Task directions: Copy the records below word for word, starting at the line that contains "The automated pipeline tagged dried" and ending at the last line of the records, including both ends.

Material supplied:
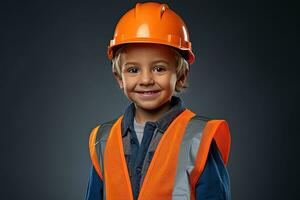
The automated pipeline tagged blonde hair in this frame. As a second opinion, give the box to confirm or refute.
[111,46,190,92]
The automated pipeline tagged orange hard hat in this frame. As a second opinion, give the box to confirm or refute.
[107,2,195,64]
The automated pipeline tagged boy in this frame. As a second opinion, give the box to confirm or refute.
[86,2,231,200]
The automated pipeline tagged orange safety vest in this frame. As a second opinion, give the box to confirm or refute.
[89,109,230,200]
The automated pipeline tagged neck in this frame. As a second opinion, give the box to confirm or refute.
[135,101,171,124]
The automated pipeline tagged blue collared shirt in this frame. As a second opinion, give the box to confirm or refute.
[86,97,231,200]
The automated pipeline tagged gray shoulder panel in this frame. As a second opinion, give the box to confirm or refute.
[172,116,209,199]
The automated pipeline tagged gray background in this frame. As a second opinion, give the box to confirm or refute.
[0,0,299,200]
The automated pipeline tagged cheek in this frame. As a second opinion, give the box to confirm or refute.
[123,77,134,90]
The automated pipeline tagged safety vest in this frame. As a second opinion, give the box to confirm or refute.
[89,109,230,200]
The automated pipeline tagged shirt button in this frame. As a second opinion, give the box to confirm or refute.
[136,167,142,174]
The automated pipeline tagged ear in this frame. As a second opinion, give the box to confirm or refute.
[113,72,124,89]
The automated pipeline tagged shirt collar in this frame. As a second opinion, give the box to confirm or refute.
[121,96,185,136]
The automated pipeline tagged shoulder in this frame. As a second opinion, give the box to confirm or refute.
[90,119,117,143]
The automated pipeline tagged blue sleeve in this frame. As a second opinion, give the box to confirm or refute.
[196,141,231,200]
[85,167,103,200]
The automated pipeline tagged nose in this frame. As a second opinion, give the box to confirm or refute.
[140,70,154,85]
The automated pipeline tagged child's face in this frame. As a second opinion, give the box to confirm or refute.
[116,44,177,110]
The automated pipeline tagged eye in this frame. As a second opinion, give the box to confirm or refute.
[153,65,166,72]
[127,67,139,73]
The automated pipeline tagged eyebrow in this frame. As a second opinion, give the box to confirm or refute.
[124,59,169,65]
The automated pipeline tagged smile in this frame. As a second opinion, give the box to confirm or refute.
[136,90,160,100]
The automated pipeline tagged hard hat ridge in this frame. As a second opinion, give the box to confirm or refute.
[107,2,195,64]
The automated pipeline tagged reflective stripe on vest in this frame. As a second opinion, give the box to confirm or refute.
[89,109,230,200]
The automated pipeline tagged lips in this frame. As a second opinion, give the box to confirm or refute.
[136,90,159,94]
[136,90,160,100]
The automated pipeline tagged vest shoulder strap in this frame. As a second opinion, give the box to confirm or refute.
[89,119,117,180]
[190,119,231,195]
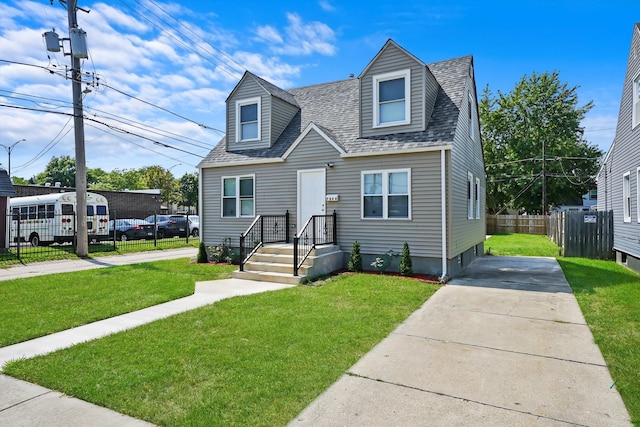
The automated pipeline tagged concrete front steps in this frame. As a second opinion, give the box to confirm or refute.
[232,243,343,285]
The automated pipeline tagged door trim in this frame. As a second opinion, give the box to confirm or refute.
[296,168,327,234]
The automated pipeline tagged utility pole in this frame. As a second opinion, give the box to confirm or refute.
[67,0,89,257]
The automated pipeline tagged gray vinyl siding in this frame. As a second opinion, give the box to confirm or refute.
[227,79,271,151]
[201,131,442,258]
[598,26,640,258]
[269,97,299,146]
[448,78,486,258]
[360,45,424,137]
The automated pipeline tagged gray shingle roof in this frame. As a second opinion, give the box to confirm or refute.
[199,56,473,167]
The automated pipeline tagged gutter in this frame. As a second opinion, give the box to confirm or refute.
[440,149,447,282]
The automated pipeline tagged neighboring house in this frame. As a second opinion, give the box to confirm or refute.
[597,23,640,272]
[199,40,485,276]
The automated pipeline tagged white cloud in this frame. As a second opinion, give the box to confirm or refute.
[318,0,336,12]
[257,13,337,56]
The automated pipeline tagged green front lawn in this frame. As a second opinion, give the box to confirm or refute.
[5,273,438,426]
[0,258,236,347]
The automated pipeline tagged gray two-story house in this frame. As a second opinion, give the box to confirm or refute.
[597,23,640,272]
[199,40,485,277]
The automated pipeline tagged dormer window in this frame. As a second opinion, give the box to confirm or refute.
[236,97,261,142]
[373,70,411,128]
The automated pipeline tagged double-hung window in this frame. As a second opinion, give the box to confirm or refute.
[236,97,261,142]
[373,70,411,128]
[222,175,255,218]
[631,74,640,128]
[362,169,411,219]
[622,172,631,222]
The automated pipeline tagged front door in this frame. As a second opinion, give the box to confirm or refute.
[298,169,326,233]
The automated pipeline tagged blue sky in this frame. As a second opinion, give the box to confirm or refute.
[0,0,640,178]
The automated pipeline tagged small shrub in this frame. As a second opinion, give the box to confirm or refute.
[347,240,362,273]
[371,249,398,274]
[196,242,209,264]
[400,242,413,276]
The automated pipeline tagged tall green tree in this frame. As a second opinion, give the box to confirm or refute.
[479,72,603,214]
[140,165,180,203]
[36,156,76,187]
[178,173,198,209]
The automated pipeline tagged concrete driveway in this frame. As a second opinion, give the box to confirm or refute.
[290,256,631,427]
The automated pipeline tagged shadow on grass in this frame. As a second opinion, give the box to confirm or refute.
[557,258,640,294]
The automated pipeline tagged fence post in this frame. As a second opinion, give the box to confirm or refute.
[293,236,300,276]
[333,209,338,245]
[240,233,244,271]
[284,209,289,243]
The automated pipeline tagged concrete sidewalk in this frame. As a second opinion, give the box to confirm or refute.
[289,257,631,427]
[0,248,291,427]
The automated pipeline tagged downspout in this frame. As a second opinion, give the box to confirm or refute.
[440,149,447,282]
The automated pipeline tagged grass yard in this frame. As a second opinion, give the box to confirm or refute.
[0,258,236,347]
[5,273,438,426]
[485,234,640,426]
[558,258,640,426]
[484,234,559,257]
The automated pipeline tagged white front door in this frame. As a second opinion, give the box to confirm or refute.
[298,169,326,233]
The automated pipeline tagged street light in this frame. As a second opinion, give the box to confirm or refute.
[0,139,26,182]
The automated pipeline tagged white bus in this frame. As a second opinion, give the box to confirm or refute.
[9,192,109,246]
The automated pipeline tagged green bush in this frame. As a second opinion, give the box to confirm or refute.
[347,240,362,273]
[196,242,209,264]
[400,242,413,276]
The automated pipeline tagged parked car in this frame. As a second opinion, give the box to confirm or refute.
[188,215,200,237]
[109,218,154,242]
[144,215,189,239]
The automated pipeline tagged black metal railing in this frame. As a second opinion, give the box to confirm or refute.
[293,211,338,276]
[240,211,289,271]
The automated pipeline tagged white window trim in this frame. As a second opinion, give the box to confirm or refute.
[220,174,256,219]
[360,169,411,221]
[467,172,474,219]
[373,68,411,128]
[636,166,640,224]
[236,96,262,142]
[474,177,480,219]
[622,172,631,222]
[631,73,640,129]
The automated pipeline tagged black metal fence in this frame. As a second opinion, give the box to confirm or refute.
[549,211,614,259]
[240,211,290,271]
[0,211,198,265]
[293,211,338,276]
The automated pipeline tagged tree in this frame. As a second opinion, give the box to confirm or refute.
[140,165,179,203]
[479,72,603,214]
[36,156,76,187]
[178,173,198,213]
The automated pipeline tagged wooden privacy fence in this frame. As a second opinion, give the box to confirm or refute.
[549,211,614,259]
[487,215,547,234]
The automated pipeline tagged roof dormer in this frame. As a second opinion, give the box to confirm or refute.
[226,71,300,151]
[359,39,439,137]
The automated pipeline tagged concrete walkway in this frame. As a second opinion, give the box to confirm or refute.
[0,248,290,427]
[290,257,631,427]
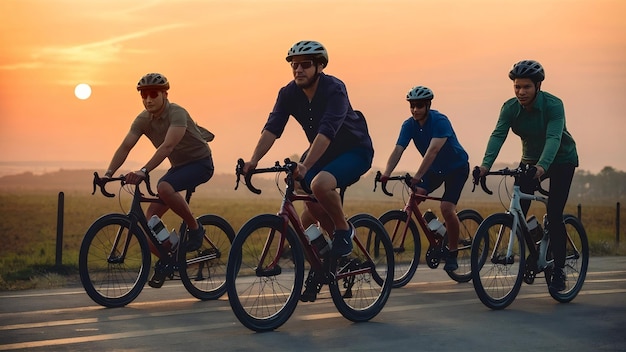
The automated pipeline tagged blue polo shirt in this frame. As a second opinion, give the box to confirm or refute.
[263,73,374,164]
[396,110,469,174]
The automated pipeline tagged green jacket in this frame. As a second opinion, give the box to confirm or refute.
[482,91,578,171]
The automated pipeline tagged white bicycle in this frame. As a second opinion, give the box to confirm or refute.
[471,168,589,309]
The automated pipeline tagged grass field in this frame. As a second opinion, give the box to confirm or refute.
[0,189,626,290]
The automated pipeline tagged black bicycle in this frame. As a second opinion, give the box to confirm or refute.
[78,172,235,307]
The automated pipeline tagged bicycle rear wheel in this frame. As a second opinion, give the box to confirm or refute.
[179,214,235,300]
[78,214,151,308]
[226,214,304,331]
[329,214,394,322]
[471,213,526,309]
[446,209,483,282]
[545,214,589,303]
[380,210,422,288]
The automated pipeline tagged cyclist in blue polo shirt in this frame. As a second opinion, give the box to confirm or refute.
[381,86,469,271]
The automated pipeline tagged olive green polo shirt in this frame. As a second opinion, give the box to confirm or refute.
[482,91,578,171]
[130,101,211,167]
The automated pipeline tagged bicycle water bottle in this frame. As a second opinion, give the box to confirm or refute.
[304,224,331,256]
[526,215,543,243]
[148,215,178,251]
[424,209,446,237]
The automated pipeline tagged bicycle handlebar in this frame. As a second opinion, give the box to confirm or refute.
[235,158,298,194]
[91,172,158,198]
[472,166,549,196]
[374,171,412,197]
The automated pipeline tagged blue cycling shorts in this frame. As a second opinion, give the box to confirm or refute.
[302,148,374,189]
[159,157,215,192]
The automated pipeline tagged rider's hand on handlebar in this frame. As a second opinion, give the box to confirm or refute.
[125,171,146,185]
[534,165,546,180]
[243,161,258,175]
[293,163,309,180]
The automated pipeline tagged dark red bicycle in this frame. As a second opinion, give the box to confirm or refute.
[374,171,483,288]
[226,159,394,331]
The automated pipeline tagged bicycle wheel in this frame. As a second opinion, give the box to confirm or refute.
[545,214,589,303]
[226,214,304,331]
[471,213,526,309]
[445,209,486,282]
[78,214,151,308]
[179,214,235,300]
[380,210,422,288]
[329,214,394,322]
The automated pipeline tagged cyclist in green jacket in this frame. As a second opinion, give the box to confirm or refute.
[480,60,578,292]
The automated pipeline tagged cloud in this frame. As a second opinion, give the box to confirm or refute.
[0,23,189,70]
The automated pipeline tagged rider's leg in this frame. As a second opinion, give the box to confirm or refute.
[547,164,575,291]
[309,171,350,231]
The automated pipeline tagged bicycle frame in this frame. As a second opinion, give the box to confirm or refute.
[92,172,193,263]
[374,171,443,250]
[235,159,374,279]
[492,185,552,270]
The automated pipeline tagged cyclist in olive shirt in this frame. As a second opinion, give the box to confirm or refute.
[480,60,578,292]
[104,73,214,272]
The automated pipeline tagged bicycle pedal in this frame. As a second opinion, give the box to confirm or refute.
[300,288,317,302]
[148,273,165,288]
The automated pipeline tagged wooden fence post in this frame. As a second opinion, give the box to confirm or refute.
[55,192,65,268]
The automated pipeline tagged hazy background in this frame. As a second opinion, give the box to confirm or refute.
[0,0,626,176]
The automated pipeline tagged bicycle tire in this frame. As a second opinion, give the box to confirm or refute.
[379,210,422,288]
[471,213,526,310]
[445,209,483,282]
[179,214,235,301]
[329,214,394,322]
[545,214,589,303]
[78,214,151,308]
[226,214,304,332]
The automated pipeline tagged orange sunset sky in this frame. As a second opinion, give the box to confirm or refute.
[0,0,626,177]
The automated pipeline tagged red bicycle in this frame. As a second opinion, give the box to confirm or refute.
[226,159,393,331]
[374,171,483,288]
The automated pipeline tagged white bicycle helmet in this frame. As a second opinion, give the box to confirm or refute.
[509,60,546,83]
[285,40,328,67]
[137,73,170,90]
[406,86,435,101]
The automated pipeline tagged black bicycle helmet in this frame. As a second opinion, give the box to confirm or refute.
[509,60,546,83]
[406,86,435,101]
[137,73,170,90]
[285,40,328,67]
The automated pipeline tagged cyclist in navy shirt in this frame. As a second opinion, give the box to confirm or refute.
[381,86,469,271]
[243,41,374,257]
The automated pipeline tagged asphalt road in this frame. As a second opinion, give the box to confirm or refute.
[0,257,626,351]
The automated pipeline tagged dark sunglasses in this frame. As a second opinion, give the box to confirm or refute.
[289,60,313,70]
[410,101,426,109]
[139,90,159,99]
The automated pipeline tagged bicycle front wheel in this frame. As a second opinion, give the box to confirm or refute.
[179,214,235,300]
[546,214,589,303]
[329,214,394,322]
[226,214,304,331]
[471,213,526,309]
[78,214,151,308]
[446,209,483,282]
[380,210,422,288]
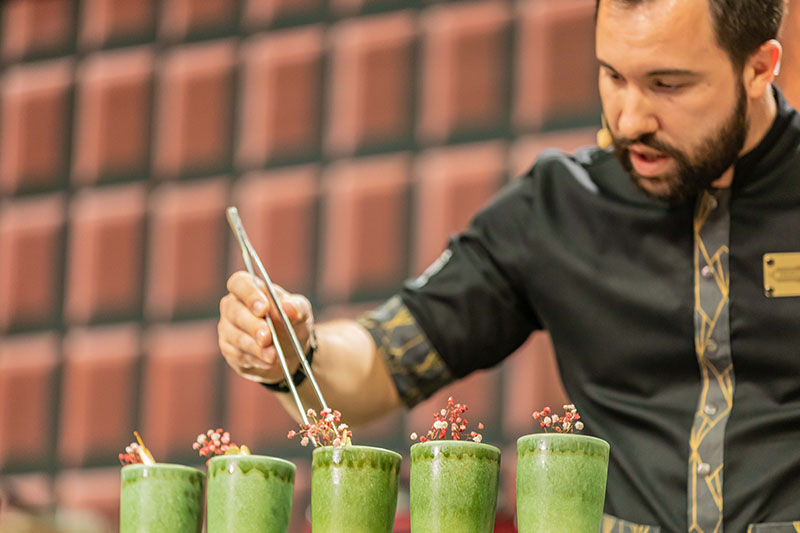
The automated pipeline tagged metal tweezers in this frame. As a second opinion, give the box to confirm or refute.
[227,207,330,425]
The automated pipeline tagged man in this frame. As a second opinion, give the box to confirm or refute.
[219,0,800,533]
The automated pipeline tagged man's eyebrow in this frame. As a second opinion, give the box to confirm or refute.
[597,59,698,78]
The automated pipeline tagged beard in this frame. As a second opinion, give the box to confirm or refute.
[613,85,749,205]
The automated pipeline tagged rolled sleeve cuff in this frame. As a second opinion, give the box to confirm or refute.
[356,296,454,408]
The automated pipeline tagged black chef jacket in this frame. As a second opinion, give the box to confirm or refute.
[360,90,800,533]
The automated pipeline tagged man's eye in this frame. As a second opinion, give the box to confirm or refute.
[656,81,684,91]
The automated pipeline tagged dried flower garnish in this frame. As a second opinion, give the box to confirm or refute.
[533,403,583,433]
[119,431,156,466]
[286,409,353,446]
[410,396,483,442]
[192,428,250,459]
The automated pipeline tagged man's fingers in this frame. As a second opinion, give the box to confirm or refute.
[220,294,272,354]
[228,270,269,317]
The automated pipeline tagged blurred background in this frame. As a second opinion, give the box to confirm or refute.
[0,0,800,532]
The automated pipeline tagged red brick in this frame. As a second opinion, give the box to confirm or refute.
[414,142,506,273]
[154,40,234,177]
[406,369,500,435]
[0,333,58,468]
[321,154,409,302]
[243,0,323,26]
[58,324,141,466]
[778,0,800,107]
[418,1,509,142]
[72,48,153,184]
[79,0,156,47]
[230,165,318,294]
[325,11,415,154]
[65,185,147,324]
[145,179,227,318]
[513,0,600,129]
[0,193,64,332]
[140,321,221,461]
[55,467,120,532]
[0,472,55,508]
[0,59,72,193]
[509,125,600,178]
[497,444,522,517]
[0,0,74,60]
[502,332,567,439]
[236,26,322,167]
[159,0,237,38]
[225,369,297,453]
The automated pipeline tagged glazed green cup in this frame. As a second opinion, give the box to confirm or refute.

Task response:
The automated pipeline tagged dried flower garnish in this frame. As a second opinion, give the box to confirm or refute.
[533,403,583,433]
[119,431,156,466]
[286,409,353,446]
[410,396,483,442]
[192,428,250,459]
The automated pipeline tagged man's fingers in this frame. As a second opinion, give the box to confirm or refute.
[220,294,272,354]
[228,270,269,317]
The automated pipeline tagged blurred background in this frame. As a second opinion, give the box to confirm or refute.
[0,0,800,532]
The automated pipeline tagged red brick in this frame. As a second opinion, give the box to confirm or refute.
[414,142,506,273]
[154,40,234,177]
[406,369,500,435]
[0,333,58,468]
[321,154,409,302]
[243,0,323,26]
[58,324,141,466]
[778,0,800,107]
[418,1,509,142]
[72,48,153,184]
[79,0,156,47]
[230,165,318,294]
[325,11,415,154]
[65,185,147,324]
[145,179,227,318]
[513,0,600,129]
[0,193,64,332]
[140,321,221,461]
[55,467,120,532]
[0,472,55,508]
[0,59,72,193]
[509,125,600,178]
[497,444,522,517]
[0,0,74,60]
[502,332,567,439]
[236,26,322,167]
[159,0,237,38]
[225,369,297,453]
The automated pipeline tagged glazed green cup in this frame. As a second opinion, give the box to confirm or refute.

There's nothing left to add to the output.